*** Opening of Source data ***

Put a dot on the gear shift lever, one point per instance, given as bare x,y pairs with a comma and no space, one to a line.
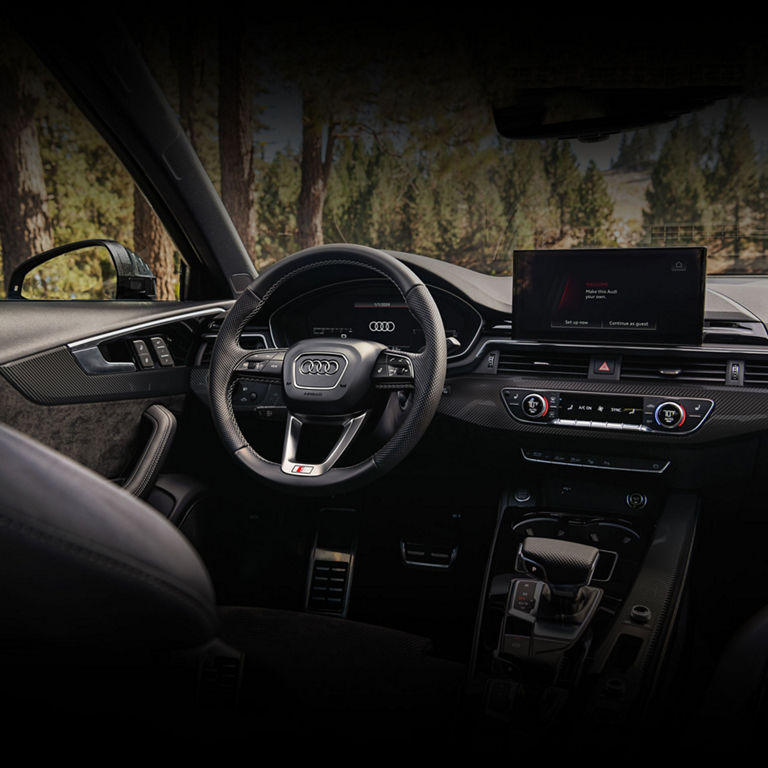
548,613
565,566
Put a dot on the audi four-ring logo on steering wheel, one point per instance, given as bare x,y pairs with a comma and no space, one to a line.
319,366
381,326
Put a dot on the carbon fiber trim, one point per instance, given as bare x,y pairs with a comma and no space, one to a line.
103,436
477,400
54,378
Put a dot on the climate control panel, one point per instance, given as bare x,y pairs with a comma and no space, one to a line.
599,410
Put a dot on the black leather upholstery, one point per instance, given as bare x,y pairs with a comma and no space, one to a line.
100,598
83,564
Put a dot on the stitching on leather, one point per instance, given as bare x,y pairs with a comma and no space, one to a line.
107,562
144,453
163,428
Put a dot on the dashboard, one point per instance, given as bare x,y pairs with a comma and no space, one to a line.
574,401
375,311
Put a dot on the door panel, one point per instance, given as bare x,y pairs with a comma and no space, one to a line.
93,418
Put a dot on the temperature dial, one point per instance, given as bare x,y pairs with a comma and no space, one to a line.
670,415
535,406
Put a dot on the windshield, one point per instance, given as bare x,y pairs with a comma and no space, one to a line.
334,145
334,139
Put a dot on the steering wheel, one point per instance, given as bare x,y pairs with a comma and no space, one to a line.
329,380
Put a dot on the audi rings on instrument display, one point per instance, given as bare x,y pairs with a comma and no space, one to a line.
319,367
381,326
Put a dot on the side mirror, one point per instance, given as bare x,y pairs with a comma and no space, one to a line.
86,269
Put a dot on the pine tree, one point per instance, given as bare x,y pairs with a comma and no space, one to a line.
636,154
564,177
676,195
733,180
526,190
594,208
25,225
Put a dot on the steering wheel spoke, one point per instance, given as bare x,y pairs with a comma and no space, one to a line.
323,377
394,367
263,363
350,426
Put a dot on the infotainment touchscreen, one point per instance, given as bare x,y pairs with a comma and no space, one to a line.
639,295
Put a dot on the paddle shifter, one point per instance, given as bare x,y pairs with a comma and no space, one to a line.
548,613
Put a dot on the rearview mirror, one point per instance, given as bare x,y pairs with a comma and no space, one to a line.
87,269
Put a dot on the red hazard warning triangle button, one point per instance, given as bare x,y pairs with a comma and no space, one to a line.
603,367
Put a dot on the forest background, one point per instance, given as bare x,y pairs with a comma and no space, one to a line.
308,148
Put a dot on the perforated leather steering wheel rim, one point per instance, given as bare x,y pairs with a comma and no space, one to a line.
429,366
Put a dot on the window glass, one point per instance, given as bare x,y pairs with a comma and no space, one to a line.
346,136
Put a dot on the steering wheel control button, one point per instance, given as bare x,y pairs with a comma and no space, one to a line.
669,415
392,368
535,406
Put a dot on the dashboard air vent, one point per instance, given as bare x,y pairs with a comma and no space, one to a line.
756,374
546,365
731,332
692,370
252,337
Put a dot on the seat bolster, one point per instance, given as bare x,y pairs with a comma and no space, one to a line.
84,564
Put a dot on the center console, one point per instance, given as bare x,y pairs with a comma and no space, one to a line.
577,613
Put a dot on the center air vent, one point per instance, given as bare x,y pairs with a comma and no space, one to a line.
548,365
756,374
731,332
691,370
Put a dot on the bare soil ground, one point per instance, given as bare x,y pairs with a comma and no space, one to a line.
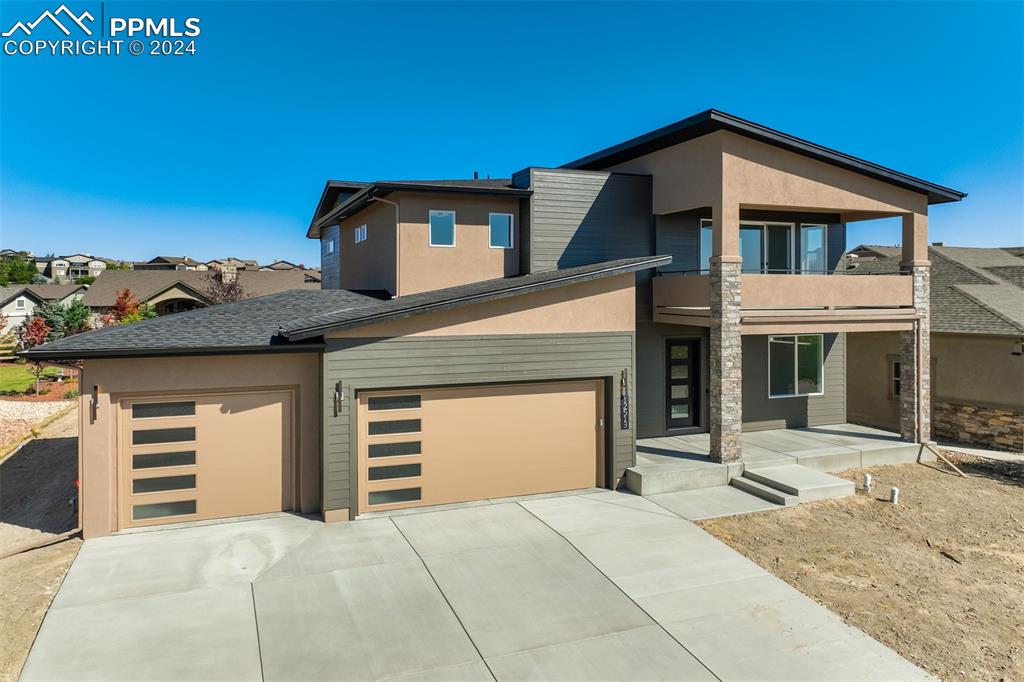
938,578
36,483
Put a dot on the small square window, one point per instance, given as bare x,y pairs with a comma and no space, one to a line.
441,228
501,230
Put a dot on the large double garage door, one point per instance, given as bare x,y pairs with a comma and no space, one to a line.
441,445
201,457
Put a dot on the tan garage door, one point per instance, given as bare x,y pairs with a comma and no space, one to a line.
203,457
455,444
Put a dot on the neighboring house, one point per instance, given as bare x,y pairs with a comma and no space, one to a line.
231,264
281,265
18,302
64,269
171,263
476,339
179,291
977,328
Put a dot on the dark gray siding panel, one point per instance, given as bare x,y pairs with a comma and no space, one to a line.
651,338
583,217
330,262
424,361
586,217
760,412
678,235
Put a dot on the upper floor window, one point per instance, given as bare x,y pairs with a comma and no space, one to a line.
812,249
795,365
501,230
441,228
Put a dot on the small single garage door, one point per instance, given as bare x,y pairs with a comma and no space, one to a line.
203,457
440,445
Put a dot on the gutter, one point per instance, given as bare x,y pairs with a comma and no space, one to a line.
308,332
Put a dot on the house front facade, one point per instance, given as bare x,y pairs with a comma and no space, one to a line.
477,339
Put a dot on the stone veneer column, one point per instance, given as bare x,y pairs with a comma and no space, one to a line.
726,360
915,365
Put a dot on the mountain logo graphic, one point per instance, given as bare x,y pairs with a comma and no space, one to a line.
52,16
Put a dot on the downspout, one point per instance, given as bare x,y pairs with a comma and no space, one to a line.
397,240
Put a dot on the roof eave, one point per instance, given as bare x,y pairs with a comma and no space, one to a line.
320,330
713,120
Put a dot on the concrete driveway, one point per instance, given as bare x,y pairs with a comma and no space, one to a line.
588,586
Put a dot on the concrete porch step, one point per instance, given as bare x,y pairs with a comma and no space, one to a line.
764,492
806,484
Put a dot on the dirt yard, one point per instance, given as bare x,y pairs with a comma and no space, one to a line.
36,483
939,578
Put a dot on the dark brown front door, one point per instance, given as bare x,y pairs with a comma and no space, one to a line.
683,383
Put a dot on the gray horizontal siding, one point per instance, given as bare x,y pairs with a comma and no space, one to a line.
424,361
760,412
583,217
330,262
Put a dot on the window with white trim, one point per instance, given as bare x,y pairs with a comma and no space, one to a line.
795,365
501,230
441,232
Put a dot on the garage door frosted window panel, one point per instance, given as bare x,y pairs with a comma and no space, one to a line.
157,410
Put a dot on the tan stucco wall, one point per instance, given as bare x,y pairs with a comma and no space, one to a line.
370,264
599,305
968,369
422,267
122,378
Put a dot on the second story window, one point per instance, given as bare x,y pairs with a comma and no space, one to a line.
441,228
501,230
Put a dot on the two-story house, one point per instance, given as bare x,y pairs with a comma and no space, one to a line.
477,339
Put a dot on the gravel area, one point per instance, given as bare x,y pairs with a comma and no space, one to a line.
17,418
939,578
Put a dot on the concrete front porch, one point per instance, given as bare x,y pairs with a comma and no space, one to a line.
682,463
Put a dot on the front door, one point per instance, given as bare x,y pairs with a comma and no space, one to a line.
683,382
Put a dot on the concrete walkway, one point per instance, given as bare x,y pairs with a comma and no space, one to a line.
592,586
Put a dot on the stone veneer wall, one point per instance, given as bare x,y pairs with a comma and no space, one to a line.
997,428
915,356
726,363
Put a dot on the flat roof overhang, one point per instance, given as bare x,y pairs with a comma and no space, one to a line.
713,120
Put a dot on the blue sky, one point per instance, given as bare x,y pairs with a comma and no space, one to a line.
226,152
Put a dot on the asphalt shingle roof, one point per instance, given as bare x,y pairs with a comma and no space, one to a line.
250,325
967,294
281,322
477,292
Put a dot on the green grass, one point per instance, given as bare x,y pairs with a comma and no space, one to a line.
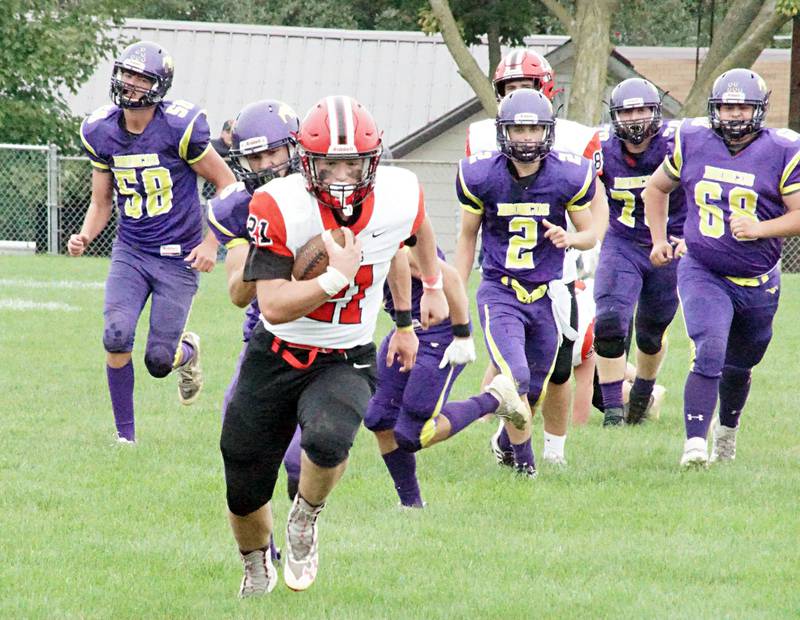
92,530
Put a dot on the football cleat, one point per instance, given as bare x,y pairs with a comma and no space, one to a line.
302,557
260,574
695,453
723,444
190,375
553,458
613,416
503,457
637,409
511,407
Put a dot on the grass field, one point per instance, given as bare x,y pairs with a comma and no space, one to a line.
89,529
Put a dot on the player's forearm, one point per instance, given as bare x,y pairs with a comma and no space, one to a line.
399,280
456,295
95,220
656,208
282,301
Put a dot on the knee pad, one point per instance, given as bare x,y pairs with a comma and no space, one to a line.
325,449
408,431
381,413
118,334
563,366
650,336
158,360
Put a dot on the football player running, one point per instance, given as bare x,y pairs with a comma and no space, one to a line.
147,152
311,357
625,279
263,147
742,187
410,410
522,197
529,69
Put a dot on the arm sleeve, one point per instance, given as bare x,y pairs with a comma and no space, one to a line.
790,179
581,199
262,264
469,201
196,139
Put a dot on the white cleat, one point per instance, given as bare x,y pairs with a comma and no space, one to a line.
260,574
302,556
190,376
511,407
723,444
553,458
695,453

*** Close of Source data ***

(Instructions for the task): Each line from the one with "Put a dot on the white" through the last line of the records must be written out word for word. Include nothing else.

(Response for this exercise):
Put a dot on the white cleat, one point per instance, given as bare x,y pairs with a comma and no space, one to a line.
260,574
302,556
190,376
511,407
723,444
553,458
695,453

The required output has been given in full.